-------- Supplied records --------

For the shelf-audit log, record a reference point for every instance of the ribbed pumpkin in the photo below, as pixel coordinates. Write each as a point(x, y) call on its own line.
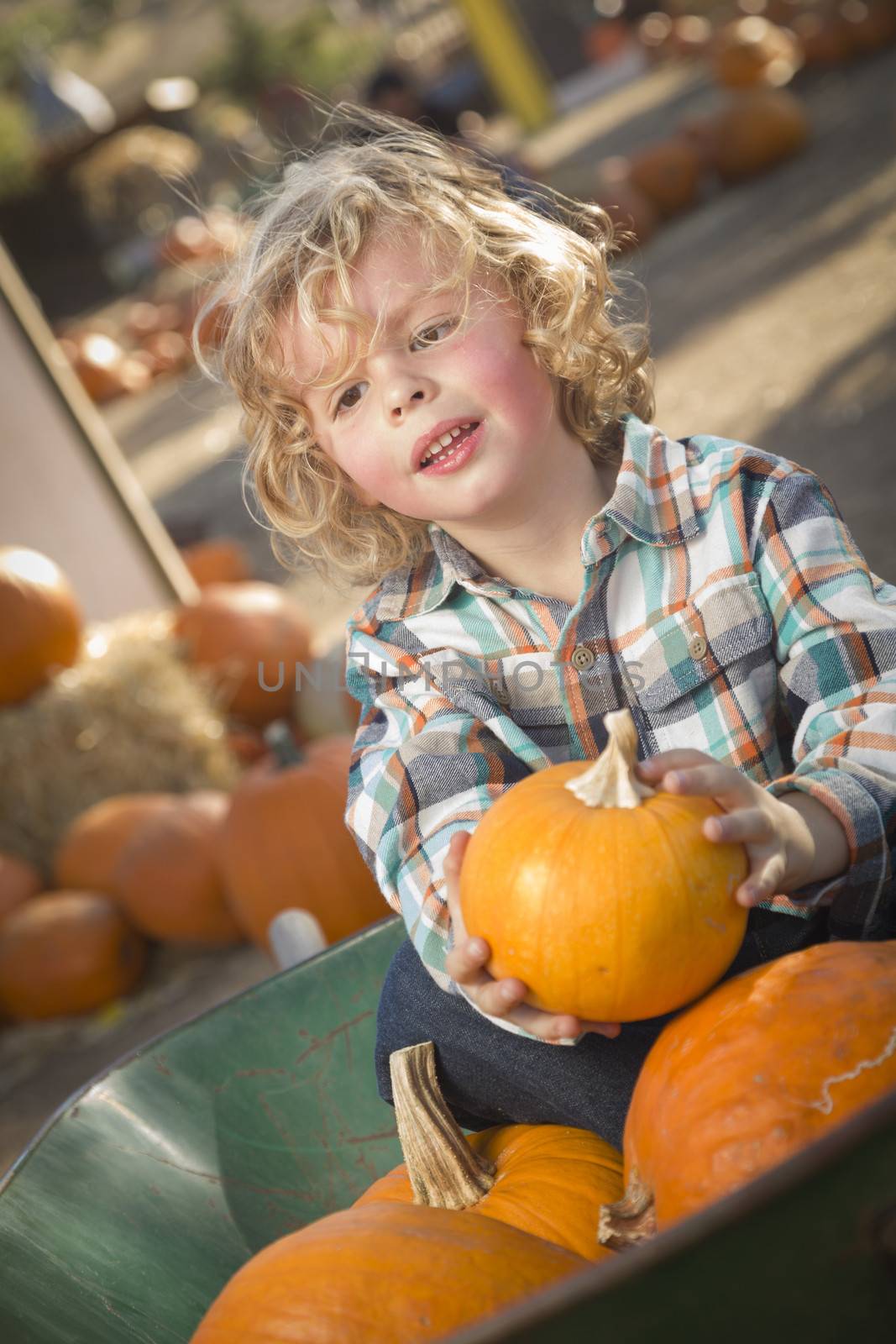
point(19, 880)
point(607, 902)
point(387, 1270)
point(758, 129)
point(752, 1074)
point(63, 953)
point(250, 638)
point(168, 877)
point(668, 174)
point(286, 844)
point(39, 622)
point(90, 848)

--------
-------- Supplied records --------

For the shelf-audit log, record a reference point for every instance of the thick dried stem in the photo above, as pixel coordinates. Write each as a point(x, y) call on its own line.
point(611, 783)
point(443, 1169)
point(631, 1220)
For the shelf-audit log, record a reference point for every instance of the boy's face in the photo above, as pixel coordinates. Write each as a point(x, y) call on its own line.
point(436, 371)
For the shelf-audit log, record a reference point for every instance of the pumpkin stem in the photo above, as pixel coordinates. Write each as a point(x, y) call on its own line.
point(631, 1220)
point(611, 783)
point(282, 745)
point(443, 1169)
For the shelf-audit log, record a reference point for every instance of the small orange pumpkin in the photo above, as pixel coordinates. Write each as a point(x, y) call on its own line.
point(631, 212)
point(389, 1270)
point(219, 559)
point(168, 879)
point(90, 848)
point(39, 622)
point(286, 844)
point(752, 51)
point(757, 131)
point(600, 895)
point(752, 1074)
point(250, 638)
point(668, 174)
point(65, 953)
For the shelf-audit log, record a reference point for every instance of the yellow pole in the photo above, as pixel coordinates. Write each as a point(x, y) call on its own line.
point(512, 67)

--------

__Given request__. Copy the lines starting at the one containing "of the pumpkin" and ending after the one containing "point(512, 67)". Swap "shelf-audit log" for "inventory log" and leave everything else as it is.

__Solved problem__.
For the inventory log, record a reference point for every instance of the pumpkin stem in the photo above, as pixel coordinates. Write each as a point(x, y) call on its own line.
point(631, 1220)
point(611, 783)
point(282, 745)
point(443, 1169)
For the inventory log, record a reference point for every instance of the small orange pumpkin in the photo above, as pixel coordinates. Write each as a point(x, y) call on its own line.
point(631, 212)
point(389, 1270)
point(219, 559)
point(168, 879)
point(90, 848)
point(39, 622)
point(286, 844)
point(752, 51)
point(757, 131)
point(600, 895)
point(752, 1074)
point(250, 638)
point(668, 174)
point(65, 953)
For the inventory log, record a reference point for every instance of the yellow pole in the photo above, as pixel coordinates. Write each as a point(x, y) call on its own line.
point(512, 67)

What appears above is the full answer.